Texte fourni:

# # # # #

Un village centrafricain de la grande forêt équatoriale face au réchauffement. Témoignage de Rodolph Gozegba

Je m’appelle Rodolphe Gozegba de Bombémbé et suis originaire de la République Centrafricaine. J’ai été élevé à Bangui mais ai eu la chance de passer toutes mes vacances scolaires dans le village natal de ma mère qui se situe à 45 kilomètres au sud de la capitale dans ce que nous appelons communément la grande forêt (jungle ou forêt vierge pour les Européens).

Ce village porte le nom de Bossongo et me tient particulièrement à cœur.

Mon activité professionnelle m’a longtemps tenu éloigné de mon pays. J’y retournais bien de temps en temps mais la période réduite de mon séjour me cantonnait à la capitale où résidait la majorité de ma famille. Bossongo restait cependant dans mon cœur et parfois se rappelait à moi par des images de verdure, de sérénité, de grande forêt dense regorgeant de richesses de toutes sortes, de joyeux gazouillis d’oiseaux de toutes espèces, d’une végétation luxuriante de fleurs et de plantes de toutes hauteurs. Les habitants m’apparaissaient souriants et pleins de joie de vivre. Je me souvenais aussi de mes camarades exubérants, des fêtes sans fin des samedis soirs où tous les habitants dansaient gaiement au son des tam-tam et tambourins ainsi que des longues veillées animées par les anciens du village qui racontaient des contes qu’eux même avaient appris de leurs ancêtres à des enfants et des adultes captivés par leurs récits.

# # # # #

Données d'entrée:

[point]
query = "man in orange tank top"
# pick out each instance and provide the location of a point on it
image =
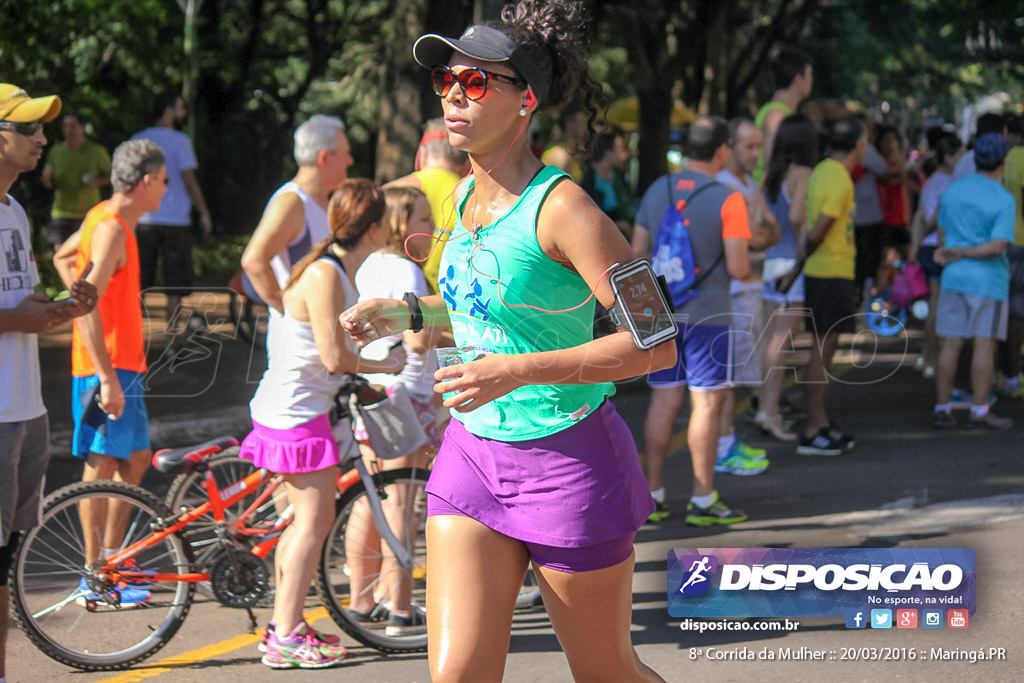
(108, 348)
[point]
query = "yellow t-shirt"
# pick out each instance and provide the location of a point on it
(438, 185)
(1013, 180)
(829, 191)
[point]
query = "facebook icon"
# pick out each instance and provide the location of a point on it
(856, 619)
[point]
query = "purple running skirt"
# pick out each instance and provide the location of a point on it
(578, 487)
(308, 447)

# # # # #

Série d'exercices:
1. Reprenez mot pour mot le passage du témoignage sur Bossongo en commençant par "Un village centrafricain" et en allant jusqu'à "particulièrement à cœur.".
2. Renommez "query" en "label" dans tous les enregistrements ci-dessus et redonnez-les sans aucun autre changement, en laissant les images de côté, s'il vous plaît.

Les résultats:
1.
Un village centrafricain de la grande forêt équatoriale face au réchauffement. Témoignage de Rodolph Gozegba

Je m’appelle Rodolphe Gozegba de Bombémbé et suis originaire de la République Centrafricaine. J’ai été élevé à Bangui mais ai eu la chance de passer toutes mes vacances scolaires dans le village natal de ma mère qui se situe à 45 kilomètres au sud de la capitale dans ce que nous appelons communément la grande forêt (jungle ou forêt vierge pour les Européens).

Ce village porte le nom de Bossongo et me tient particulièrement à cœur.

2.
[point]
label = "man in orange tank top"
# pick out each instance and provide the location of a point on it
image =
(108, 348)
[point]
label = "yellow t-shirt"
# pick out each instance and provide the location of a point on it
(438, 185)
(1013, 180)
(829, 191)
[point]
label = "facebook icon"
# pick out each instance and provide the location of a point on it
(856, 619)
[point]
label = "purple running skirt"
# pick out each instance and provide the location of a point on it
(578, 487)
(308, 447)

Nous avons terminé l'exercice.